Black Rock is an album by American guitarist James Blood Ulmer recorded in 1982 and released on the Columbia label. It was Ulmer's second of three albums recorded for a major label.

Reception
The Allmusic review by Thom Jurek awarded the album 4½ stars, and states, "Black Rock is among Blood's strongest records. As tough as Are You Glad to Be in America? and the Music Revelation Ensemble's No Wave, yet more accessible than either. This is a fitting introduction to Blood Ulmer's unique, knotty, and truly original guitar and composition style. Black Rock is all funk, rock, jazz, and punk, indivisible and under a one world groove".  

Trouser Press described both Black Rock and the previous Free Lancing as "technical masterpieces, making up in precision what they lack in emotion (as compared to Are You Glad to Be in America?). Working to expand his audience, Ulmer concentrates more on electric guitar flash, and actual melodies can be discerned from the improvised song structures (improvisation being one of the keys to harmolodics)."

## DATA SUPPLIED
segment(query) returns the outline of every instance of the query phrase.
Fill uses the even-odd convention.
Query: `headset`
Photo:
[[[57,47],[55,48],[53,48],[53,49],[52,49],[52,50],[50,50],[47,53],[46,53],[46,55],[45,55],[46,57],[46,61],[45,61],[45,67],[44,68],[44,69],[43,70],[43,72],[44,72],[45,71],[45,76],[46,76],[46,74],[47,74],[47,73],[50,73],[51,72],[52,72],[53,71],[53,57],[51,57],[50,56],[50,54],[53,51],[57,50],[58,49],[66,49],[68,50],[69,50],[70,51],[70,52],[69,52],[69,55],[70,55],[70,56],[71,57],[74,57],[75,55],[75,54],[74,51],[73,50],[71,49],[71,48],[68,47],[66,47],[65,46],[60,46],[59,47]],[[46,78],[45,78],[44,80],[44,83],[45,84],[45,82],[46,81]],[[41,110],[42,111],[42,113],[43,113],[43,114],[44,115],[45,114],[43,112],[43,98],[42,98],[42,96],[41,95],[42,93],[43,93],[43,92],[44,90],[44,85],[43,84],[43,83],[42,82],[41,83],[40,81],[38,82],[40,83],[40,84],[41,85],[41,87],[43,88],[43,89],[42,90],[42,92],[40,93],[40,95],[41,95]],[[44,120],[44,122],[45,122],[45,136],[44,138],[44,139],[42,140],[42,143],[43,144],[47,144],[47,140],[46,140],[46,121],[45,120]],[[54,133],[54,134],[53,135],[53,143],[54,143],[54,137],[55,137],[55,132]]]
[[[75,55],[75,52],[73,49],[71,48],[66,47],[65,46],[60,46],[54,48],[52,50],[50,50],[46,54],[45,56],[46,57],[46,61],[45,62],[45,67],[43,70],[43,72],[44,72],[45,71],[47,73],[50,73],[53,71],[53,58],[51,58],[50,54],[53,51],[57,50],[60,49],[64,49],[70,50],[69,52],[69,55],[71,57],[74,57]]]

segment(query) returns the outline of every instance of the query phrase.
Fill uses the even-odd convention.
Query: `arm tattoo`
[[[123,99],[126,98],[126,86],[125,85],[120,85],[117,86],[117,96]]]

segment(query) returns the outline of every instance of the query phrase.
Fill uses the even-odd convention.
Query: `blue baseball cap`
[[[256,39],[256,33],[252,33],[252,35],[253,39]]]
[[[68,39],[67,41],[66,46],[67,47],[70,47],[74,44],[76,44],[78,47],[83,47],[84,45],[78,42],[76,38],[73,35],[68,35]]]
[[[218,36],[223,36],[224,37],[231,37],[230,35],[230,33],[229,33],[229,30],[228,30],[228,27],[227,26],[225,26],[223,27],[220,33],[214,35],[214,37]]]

## JOB
Please answer these questions from the Black Rock article:
1. On which label was the album released?
2. How many stars did the Allmusic review give it?
3. Which previous album does Trouser Press call a "technical masterpiece" along with Black Rock?

## THE RESPONSE
1. Columbia
2. 4½ stars
3. Free Lancing